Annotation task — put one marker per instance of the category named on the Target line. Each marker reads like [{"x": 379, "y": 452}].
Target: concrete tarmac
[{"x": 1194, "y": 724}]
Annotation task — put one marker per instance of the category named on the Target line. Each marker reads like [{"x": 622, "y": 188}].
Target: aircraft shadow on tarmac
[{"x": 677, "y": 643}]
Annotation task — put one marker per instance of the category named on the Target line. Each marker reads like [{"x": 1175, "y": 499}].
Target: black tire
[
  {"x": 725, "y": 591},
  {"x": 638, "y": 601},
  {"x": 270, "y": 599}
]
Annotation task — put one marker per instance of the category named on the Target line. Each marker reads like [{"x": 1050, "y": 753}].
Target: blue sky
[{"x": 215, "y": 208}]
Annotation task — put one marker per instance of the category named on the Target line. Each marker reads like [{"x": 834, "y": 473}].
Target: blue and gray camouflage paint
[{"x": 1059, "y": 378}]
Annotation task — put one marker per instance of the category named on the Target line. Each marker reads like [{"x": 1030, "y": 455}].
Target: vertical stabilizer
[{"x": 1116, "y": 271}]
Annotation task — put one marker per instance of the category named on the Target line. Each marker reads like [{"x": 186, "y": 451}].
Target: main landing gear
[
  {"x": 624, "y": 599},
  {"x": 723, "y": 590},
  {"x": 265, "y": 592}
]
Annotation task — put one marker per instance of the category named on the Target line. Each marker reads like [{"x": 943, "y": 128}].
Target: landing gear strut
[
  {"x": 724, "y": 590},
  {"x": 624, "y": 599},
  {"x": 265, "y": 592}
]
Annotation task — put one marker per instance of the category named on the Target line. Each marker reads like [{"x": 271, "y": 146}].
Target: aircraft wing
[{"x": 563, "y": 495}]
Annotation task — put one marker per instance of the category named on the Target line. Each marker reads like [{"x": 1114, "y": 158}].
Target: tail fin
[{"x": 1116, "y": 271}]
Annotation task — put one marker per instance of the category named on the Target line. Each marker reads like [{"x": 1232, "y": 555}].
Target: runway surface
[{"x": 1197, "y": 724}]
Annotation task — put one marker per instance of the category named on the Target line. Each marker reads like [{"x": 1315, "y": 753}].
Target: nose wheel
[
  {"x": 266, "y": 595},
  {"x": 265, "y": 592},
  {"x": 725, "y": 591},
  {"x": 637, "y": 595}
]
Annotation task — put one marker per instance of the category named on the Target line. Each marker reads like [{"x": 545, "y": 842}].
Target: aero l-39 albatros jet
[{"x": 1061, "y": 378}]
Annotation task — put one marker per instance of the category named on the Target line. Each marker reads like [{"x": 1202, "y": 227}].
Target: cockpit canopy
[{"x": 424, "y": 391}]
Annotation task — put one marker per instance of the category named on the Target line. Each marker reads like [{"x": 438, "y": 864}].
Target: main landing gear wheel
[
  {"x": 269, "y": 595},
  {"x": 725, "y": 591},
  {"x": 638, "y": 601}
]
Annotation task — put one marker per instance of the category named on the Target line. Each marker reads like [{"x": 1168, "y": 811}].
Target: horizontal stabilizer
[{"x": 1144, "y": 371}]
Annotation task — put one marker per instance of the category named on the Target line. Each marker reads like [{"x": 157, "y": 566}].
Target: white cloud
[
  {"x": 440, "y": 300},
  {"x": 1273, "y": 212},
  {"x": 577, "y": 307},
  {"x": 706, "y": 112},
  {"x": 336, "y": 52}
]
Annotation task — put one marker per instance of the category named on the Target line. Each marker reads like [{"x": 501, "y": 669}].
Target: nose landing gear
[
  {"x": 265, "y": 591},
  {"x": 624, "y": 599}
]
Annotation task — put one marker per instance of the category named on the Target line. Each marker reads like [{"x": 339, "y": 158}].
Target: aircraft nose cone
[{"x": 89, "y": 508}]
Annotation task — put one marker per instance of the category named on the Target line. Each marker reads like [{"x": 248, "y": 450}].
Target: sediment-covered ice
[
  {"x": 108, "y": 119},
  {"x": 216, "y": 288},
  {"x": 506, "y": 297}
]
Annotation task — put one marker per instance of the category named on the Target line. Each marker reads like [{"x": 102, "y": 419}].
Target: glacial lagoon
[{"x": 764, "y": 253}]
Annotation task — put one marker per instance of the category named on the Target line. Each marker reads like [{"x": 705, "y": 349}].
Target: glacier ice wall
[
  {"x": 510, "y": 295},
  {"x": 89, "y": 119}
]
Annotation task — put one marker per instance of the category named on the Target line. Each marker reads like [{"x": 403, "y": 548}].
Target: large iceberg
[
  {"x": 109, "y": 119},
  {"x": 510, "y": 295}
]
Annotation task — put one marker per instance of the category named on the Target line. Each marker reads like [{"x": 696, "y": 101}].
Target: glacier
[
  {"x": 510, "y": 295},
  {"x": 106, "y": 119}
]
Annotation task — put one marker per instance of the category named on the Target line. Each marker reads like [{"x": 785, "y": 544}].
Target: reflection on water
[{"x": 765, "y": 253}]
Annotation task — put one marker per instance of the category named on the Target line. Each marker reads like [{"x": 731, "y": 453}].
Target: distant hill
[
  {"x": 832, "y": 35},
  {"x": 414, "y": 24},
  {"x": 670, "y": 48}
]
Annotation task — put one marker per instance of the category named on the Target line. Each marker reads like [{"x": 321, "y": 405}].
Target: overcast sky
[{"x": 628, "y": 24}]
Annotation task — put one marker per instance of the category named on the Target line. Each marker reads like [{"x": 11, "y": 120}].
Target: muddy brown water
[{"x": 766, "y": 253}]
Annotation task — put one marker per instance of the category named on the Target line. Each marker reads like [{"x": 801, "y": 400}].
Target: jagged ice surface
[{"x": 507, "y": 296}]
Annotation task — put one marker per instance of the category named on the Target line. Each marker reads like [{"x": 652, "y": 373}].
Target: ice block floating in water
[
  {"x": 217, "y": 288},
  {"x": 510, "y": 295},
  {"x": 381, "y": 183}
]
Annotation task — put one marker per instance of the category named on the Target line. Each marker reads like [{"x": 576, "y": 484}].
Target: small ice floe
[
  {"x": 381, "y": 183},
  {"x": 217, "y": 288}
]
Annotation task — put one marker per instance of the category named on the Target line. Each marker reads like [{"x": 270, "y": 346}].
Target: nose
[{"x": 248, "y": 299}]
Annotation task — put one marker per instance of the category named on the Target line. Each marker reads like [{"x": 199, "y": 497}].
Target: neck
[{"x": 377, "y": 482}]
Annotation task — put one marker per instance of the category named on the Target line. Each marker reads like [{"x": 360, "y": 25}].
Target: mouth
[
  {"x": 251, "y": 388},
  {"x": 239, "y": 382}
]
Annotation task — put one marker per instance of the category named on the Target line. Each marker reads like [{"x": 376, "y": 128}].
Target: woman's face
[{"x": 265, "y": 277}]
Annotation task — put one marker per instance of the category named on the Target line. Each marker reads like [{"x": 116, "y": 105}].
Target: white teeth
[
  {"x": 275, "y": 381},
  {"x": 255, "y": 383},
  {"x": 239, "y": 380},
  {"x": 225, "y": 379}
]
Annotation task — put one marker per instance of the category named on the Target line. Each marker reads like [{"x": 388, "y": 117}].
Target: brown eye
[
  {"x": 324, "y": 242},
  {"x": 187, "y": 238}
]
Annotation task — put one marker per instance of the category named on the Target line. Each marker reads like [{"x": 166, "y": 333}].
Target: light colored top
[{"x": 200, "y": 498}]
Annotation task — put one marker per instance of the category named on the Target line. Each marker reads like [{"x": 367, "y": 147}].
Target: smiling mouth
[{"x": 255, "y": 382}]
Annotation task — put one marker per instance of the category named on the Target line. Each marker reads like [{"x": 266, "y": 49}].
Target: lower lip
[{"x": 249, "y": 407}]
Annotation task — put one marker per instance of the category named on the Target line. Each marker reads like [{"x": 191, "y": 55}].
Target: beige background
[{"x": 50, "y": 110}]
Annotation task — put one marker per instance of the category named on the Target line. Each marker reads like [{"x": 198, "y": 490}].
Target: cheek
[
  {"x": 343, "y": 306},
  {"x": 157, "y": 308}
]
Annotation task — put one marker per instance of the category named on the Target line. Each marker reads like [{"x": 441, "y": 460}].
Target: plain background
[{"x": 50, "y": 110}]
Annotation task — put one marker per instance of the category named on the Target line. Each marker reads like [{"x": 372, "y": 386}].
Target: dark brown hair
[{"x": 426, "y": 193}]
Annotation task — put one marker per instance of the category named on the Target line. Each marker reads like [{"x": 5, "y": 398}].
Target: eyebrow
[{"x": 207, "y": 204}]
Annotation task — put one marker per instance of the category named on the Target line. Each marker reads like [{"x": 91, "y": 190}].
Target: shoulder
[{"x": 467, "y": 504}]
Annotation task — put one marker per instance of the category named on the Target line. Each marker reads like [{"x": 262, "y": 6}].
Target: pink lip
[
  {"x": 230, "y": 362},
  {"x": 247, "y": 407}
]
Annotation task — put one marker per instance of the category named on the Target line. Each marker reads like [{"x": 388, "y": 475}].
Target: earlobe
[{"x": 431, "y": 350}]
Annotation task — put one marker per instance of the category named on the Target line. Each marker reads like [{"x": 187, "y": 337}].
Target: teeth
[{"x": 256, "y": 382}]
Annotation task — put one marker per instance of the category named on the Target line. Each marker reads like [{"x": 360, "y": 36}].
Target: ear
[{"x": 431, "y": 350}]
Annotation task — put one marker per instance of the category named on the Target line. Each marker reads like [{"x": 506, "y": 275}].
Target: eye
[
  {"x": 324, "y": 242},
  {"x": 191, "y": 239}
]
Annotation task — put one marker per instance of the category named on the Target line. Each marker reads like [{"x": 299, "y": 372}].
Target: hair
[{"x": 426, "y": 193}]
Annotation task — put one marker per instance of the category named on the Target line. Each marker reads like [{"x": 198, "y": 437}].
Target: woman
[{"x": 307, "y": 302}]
|---|
» Set problem
Copy out each line above that contains the word "glacier".

» Solution to this task
Target: glacier ice wall
Target: glacier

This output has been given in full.